**Stated exercise**
Reproduce every one of the rows below, changing "read back" to "return" wherever it occurs and leaving everything else as it stands. Leave the pictures out of your reproduction.

▬▬▬▬▬▬

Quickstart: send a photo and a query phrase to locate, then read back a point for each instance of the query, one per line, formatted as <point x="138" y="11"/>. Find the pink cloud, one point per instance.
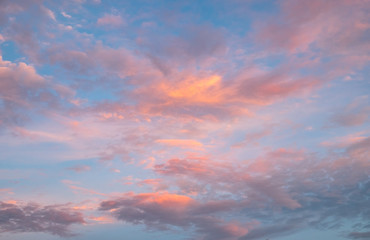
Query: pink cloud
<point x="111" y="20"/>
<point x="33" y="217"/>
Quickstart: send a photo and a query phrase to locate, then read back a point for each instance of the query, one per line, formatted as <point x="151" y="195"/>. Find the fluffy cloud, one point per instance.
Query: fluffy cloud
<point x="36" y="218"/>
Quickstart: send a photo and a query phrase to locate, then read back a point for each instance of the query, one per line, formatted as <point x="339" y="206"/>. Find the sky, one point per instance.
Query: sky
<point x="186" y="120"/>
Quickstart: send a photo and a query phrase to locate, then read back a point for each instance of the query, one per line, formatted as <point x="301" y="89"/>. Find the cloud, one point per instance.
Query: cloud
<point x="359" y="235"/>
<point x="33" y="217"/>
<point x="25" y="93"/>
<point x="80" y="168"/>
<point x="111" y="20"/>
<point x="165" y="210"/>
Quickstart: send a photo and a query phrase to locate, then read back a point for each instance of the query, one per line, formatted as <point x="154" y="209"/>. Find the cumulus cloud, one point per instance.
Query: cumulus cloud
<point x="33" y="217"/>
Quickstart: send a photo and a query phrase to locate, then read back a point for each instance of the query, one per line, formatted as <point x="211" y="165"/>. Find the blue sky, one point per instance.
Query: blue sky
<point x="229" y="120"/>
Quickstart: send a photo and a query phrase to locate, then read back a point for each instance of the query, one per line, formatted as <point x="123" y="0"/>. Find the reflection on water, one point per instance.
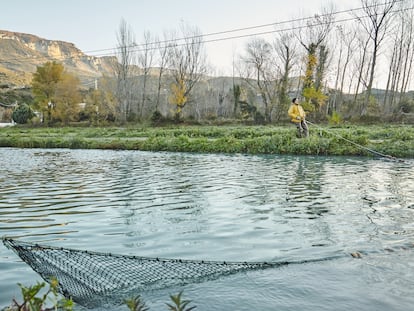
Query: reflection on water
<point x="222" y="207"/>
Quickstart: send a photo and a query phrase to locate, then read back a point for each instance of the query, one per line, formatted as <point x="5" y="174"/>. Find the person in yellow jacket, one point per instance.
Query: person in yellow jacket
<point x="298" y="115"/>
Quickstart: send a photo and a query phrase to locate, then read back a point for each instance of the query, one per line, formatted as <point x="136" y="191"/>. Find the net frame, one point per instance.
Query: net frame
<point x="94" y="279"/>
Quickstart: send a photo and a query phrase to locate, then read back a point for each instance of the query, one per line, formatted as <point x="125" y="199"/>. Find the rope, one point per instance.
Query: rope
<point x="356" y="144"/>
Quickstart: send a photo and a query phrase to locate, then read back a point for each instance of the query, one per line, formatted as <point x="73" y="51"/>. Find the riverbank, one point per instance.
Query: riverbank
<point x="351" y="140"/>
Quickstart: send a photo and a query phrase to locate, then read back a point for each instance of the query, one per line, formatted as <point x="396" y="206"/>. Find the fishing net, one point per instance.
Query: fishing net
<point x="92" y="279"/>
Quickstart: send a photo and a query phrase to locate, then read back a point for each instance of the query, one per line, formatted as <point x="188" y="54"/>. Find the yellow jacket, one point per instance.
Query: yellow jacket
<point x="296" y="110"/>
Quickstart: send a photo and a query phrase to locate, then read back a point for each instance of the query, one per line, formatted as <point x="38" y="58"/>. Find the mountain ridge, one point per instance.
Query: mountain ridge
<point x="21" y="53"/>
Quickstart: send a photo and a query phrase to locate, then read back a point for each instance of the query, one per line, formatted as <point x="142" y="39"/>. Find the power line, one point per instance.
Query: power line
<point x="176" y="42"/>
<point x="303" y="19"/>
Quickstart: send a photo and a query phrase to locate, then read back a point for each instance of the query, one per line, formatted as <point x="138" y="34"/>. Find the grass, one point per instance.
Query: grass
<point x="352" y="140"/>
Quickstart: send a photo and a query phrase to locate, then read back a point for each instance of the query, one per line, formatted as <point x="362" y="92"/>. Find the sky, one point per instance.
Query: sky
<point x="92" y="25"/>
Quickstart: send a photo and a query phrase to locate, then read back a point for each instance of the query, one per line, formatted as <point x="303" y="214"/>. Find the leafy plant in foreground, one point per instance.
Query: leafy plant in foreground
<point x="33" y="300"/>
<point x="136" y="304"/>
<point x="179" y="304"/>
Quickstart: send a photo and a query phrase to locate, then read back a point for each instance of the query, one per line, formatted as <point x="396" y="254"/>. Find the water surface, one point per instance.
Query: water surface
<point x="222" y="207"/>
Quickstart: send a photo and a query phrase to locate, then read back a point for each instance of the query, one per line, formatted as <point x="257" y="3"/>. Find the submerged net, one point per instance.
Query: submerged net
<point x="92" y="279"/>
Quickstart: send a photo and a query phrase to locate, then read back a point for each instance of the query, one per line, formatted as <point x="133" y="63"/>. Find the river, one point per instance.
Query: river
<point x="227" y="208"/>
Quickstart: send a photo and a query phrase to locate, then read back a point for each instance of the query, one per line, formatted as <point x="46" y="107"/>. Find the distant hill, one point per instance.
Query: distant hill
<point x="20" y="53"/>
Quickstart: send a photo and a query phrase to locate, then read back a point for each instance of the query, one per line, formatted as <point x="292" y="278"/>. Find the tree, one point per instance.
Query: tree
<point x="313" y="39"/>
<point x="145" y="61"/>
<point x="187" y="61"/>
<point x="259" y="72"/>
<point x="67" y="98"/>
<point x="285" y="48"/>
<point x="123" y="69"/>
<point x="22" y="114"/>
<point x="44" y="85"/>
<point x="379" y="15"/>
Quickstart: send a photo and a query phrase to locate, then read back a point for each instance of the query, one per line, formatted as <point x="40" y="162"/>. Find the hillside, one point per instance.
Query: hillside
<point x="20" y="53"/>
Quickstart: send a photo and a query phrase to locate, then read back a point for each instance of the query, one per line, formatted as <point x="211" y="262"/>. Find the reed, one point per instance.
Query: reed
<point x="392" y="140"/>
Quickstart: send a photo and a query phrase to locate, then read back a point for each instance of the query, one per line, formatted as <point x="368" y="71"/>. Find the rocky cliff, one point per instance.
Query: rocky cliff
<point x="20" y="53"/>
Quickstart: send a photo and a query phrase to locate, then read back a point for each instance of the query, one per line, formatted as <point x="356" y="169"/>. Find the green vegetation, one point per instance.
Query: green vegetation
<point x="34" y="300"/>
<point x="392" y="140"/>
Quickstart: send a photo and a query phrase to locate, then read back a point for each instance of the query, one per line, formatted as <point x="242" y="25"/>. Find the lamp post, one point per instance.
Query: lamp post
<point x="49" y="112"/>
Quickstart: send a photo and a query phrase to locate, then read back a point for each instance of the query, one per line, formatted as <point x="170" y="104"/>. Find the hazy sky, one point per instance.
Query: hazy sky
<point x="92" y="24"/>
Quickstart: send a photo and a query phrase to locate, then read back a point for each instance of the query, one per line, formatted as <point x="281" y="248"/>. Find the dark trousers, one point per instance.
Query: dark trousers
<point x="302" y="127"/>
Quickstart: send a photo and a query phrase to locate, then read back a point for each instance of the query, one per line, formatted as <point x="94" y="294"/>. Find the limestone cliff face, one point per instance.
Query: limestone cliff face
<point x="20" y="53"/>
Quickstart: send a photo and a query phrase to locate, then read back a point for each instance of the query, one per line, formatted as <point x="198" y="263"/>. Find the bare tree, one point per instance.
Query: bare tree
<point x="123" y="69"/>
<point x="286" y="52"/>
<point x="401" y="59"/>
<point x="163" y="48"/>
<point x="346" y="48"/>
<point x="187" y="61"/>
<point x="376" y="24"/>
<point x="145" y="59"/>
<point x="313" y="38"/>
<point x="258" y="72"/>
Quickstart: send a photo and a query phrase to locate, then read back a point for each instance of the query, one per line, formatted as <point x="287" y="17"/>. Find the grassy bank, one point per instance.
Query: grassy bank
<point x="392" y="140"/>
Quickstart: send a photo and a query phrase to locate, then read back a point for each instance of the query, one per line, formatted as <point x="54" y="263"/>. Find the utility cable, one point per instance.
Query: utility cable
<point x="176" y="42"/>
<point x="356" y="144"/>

▬▬▬▬▬▬

**The response**
Quickstart: send a photo and a query phrase to locate, then return a point for each instance of the query, one per line, formatted as <point x="138" y="11"/>. Find the pink cloud, one point per instance.
Query: pink cloud
<point x="111" y="20"/>
<point x="33" y="217"/>
Quickstart: send a photo and a query phrase to locate, then return a point for each instance of the query, one per line, formatted as <point x="151" y="195"/>. Find the fluffy cloud, one point per instance.
Query: fluffy cloud
<point x="36" y="218"/>
Quickstart: send a photo and a query phrase to locate, then return a point for each instance of the query, one per line, formatted as <point x="339" y="206"/>. Find the sky, one point per instance.
Query: sky
<point x="186" y="120"/>
Quickstart: send a photo and a query phrase to locate, then return a point for each instance of the query, one per line, formatted as <point x="301" y="89"/>. Find the cloud, one point per instance.
Query: cloud
<point x="359" y="235"/>
<point x="33" y="217"/>
<point x="25" y="93"/>
<point x="80" y="168"/>
<point x="111" y="20"/>
<point x="165" y="210"/>
Quickstart: send a photo and a query phrase to locate, then return a point for each instance of the query, one per line, formatted as <point x="154" y="209"/>. Find the cumulus cloud, one point per instance.
Query: cumulus cloud
<point x="33" y="217"/>
Quickstart: send a photo and a query phrase to locate, then return a point for each instance of the query, one per line, formatted as <point x="211" y="165"/>. Find the blue sky, one point per instance.
Query: blue sky
<point x="229" y="120"/>
Quickstart: send a photo and a query phrase to locate, then return a point for each instance of the query, one per line, formatted as <point x="123" y="0"/>. Find the reflection on water, one point per instance.
Query: reflection on water
<point x="222" y="207"/>
Quickstart: send a photo and a query phrase to locate, then return a point for each instance of the query, one per line, formatted as <point x="5" y="174"/>. Find the person in yellow jacket, one point per instance.
Query: person in yellow jacket
<point x="298" y="115"/>
Quickstart: send a photo and a query phrase to locate, then return a point for each instance of the query, one per line, formatted as <point x="136" y="191"/>. Find the net frame, one point per instance.
Query: net frame
<point x="94" y="279"/>
Quickstart: send a photo and a query phrase to locate, then return a point for each instance of the query, one per line, formatted as <point x="125" y="199"/>. Find the rope, one point per instance.
Query: rope
<point x="356" y="144"/>
Quickstart: send a photo and a query phrase to locate, then return a point for each instance of the query, one per line, formatted as <point x="73" y="51"/>. Find the riverbank, one point per instance.
Query: riverbank
<point x="351" y="140"/>
Quickstart: send a photo and a query phrase to locate, then return a point for each instance of the query, one per line, formatted as <point x="396" y="206"/>. Find the fishing net, one point per instance.
Query: fishing net
<point x="92" y="279"/>
Quickstart: send a photo and a query phrase to locate, then return a point for each instance of the query, one per line, formatted as <point x="188" y="54"/>. Find the yellow jacket, one point per instance.
Query: yellow jacket
<point x="296" y="110"/>
Quickstart: send a photo and a query phrase to locate, then return a point for each instance of the query, one per line, formatted as <point x="38" y="58"/>. Find the mountain ridge, one point per instance.
Query: mountain ridge
<point x="21" y="53"/>
Quickstart: send a photo and a query phrase to locate, then return a point for each instance of the query, one per line, formatted as <point x="142" y="39"/>. Find the power line, one point per instance.
Query: power line
<point x="176" y="42"/>
<point x="303" y="19"/>
Quickstart: send a photo and a query phrase to locate, then return a point for each instance of the query, one per line, formatted as <point x="138" y="34"/>. Find the grass, one point per instance.
Query: grass
<point x="352" y="140"/>
Quickstart: send a photo and a query phrase to locate, then return a point for each instance of the query, one per line, formatted as <point x="362" y="92"/>. Find the sky, one point per instance.
Query: sky
<point x="92" y="25"/>
Quickstart: send a photo and a query phrase to locate, then return a point for each instance of the query, one per line, formatted as <point x="303" y="214"/>. Find the leafy plant in foreground, one point per instance.
Query: leafy plant in foreground
<point x="33" y="300"/>
<point x="136" y="304"/>
<point x="179" y="304"/>
Quickstart: send a photo and a query phrase to locate, then return a point for each instance of the query, one per line, formatted as <point x="396" y="254"/>. Find the water surface, one point per instance.
Query: water surface
<point x="222" y="207"/>
Quickstart: send a photo and a query phrase to locate, then return a point for each instance of the query, one per line, formatted as <point x="257" y="3"/>. Find the submerged net, one point per instance.
Query: submerged net
<point x="92" y="279"/>
Quickstart: send a photo and a query phrase to locate, then return a point for each instance of the query, one per line, formatted as <point x="133" y="63"/>. Find the river, one point per instance.
Query: river
<point x="227" y="208"/>
Quickstart: send a photo and a query phrase to locate, then return a point for each instance of the query, one per line, formatted as <point x="46" y="107"/>. Find the distant hill, one point per instance.
Query: distant hill
<point x="20" y="53"/>
Quickstart: send a photo and a query phrase to locate, then return a point for each instance of the query, one per line, formatted as <point x="292" y="278"/>. Find the tree, one point per instance.
Query: tree
<point x="313" y="39"/>
<point x="145" y="61"/>
<point x="187" y="61"/>
<point x="259" y="72"/>
<point x="67" y="98"/>
<point x="285" y="48"/>
<point x="123" y="69"/>
<point x="22" y="114"/>
<point x="44" y="85"/>
<point x="379" y="15"/>
Quickstart: send a photo and a query phrase to locate, then return a point for each instance of the query, one per line, formatted as <point x="40" y="162"/>. Find the hillside, one point per instance.
Query: hillside
<point x="20" y="53"/>
Quickstart: send a photo and a query phrase to locate, then return a point for each instance of the query, one per line, formatted as <point x="211" y="262"/>. Find the reed, one point per instance.
Query: reed
<point x="392" y="140"/>
Quickstart: send a photo and a query phrase to locate, then return a point for each instance of the query, one per line, formatted as <point x="368" y="71"/>. Find the rocky cliff, one point per instance.
Query: rocky cliff
<point x="20" y="53"/>
Quickstart: send a photo and a query phrase to locate, then return a point for each instance of the query, one per line, formatted as <point x="356" y="169"/>. Find the green vegetation, one point per instance.
Query: green vegetation
<point x="34" y="300"/>
<point x="392" y="140"/>
Quickstart: send a photo and a query phrase to locate, then return a point for each instance of the query, one per line, formatted as <point x="242" y="25"/>. Find the lamp post, one point per instance.
Query: lamp post
<point x="49" y="112"/>
Quickstart: send a photo and a query phrase to locate, then return a point for each instance of the query, one per line, formatted as <point x="170" y="104"/>. Find the hazy sky, one point per instance.
Query: hazy sky
<point x="92" y="24"/>
Quickstart: send a photo and a query phrase to locate, then return a point for each instance of the query, one per line, formatted as <point x="281" y="248"/>. Find the dark trousers, one point per instance.
Query: dark trousers
<point x="302" y="127"/>
Quickstart: send a photo and a query phrase to locate, then return a point for each instance of the query, one per line, formatted as <point x="94" y="294"/>. Find the limestone cliff face, one point per instance.
Query: limestone cliff face
<point x="20" y="53"/>
Quickstart: send a photo and a query phrase to locate, then return a point for each instance of the query, one per line, formatted as <point x="198" y="263"/>. Find the bare tree, one point per instance.
Query: bare tree
<point x="123" y="69"/>
<point x="286" y="52"/>
<point x="401" y="59"/>
<point x="163" y="48"/>
<point x="346" y="48"/>
<point x="187" y="61"/>
<point x="376" y="24"/>
<point x="145" y="59"/>
<point x="313" y="38"/>
<point x="258" y="72"/>
Quickstart: send a photo and a query phrase to locate, then return a point for each instance of the query, one per line, formatted as <point x="287" y="17"/>. Find the grassy bank, one point per instance.
Query: grassy bank
<point x="392" y="140"/>
Quickstart: send a photo and a query phrase to locate, then return a point for each instance of the query, one per line, formatted as <point x="54" y="263"/>. Find the utility cable, one point per instance.
Query: utility cable
<point x="176" y="42"/>
<point x="356" y="144"/>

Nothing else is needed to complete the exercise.